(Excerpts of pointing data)
● ● ●
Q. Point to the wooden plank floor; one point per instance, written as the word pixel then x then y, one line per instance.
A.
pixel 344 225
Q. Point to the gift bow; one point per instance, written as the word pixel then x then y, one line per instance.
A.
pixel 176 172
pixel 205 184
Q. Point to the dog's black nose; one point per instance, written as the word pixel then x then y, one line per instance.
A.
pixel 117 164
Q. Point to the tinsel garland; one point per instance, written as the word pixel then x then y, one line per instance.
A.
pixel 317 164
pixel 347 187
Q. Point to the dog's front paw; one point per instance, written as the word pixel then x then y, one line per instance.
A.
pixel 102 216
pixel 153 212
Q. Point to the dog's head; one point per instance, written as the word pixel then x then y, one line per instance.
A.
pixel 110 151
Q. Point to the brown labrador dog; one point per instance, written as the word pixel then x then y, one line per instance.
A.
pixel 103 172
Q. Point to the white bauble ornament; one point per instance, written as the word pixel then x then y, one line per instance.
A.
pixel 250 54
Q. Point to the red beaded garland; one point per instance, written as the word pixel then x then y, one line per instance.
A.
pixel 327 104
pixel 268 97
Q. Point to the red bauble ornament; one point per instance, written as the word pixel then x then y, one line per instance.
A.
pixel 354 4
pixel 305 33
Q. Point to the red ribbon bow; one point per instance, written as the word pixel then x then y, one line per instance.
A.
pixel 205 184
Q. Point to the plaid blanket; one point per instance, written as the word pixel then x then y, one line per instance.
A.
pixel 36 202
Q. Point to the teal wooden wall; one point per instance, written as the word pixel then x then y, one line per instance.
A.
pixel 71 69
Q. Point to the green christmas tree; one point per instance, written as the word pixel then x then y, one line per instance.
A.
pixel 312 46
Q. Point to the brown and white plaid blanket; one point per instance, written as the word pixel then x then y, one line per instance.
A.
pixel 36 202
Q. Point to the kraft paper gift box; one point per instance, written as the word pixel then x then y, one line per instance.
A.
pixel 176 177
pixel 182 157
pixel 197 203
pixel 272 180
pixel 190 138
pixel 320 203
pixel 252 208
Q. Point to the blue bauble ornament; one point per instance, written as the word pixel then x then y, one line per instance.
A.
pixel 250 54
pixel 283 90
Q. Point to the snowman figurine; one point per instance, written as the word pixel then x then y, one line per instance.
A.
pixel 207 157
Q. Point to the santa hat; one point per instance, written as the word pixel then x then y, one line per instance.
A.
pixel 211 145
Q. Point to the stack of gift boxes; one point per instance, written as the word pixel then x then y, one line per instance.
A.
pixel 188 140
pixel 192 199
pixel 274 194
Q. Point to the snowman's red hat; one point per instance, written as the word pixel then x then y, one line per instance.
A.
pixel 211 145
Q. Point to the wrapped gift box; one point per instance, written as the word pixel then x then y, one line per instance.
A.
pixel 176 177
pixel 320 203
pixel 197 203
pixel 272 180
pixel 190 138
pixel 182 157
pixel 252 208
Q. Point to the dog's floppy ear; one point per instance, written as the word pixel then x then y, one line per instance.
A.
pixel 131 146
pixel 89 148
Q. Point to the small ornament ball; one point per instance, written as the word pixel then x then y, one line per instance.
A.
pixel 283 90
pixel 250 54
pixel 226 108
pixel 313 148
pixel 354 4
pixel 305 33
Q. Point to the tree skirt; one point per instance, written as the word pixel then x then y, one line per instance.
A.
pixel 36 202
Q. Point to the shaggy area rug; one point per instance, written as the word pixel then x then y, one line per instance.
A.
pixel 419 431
● ● ●
DIRECTION → Lay out every row above as a JSON list of strings, one string per line, and leave out any blank lines.

WRITTEN RESPONSE →
[
  "Q. Point to the wooden plank floor; one point per instance, written as the word pixel then x then y, one line per instance.",
  "A.",
  "pixel 344 225",
  "Q. Point to the gift bow; one point per instance, written as the word pixel then x then y, one line per instance.",
  "A.",
  "pixel 176 172",
  "pixel 205 184",
  "Q. Point to the dog's black nose; one point per instance, written as the word pixel then x then y, one line per instance.",
  "A.",
  "pixel 117 164",
  "Q. Point to the tinsel garland; one point per instance, written as the word pixel then x then y, one line per instance.",
  "A.",
  "pixel 317 164",
  "pixel 347 187",
  "Q. Point to the dog's front paw; one point per instance, written as the word pixel then x then y, one line per instance.",
  "A.",
  "pixel 102 216",
  "pixel 153 212",
  "Q. Point to the dog's head; one point per instance, written as the word pixel then x then y, one line per instance.",
  "A.",
  "pixel 110 151",
  "Q. Point to the brown labrador dog; one point per instance, written as the word pixel then x then y, one line per instance.",
  "A.",
  "pixel 103 172",
  "Q. Point to the white bauble ornament; one point per instance, written as the word pixel then x then y, one line per instance.",
  "A.",
  "pixel 250 54",
  "Q. Point to the red beaded garland; one point per instance, written as the word pixel then x then y, one line per instance.",
  "A.",
  "pixel 327 104",
  "pixel 268 97",
  "Q. Point to the red bauble ornament; one point per instance, written as the word pixel then x then y, one line per instance.",
  "A.",
  "pixel 354 4",
  "pixel 305 33",
  "Q. Point to the red ribbon bow; one point per instance, written as the word pixel then x then y, one line per instance.",
  "A.",
  "pixel 205 184",
  "Q. Point to the plaid blanket; one point per instance, written as the word pixel then x then y, one line per instance.",
  "A.",
  "pixel 36 202",
  "Q. Point to the teal wooden wall; one point per instance, written as the word pixel then x then y, one line per instance.",
  "A.",
  "pixel 71 69",
  "Q. Point to the green christmas tree; one point per instance, written as the word pixel then x then y, one line per instance.",
  "A.",
  "pixel 312 46",
  "Q. Point to the brown and white plaid blanket; one point per instance, written as the word pixel then x then y, one line per instance.",
  "A.",
  "pixel 36 202",
  "Q. Point to the kraft paper gift box; one point per instance, written as the word pixel then x then y, one line per instance.",
  "A.",
  "pixel 176 177",
  "pixel 182 157",
  "pixel 197 203",
  "pixel 272 180",
  "pixel 190 138",
  "pixel 320 203",
  "pixel 252 208",
  "Q. Point to the blue bauble ornament; one point per instance, written as the word pixel then x then y, one line per instance.",
  "A.",
  "pixel 250 54",
  "pixel 283 90",
  "Q. Point to the snowman figurine; one point per instance, written as the word pixel then x then y, one line per instance.",
  "A.",
  "pixel 207 157",
  "Q. Point to the santa hat; one point per instance, written as the word pixel then x then y, one line per instance.",
  "A.",
  "pixel 211 145",
  "Q. Point to the stack of gift boxes; one point per instance, written as the word pixel then x then y, one line per instance.",
  "A.",
  "pixel 188 140",
  "pixel 192 199",
  "pixel 274 194",
  "Q. Point to the snowman's red hat; one point per instance, written as the word pixel then x then y, one line per instance.",
  "A.",
  "pixel 211 145",
  "Q. Point to the wrapped gift box; one point per instance, written as the word pixel then x then y, one line per instance.",
  "A.",
  "pixel 176 177",
  "pixel 320 203",
  "pixel 197 203",
  "pixel 272 180",
  "pixel 190 138",
  "pixel 182 157",
  "pixel 252 208",
  "Q. Point to the dog's floppy ear; one point per instance, written as the word pixel then x then y, one line per instance.",
  "A.",
  "pixel 131 146",
  "pixel 89 148",
  "Q. Point to the small ornament ball; one point per instance, written as the word pixel then x then y, one line per instance.",
  "A.",
  "pixel 283 90",
  "pixel 250 54",
  "pixel 226 108",
  "pixel 313 148",
  "pixel 354 4",
  "pixel 305 33",
  "Q. Point to the tree skirt; one point per instance, written as the word pixel then x then y, one line per instance.",
  "A.",
  "pixel 36 202",
  "Q. Point to the shaggy area rug; one point per instance, written as the word pixel then x then y, one line per instance.",
  "A.",
  "pixel 419 431"
]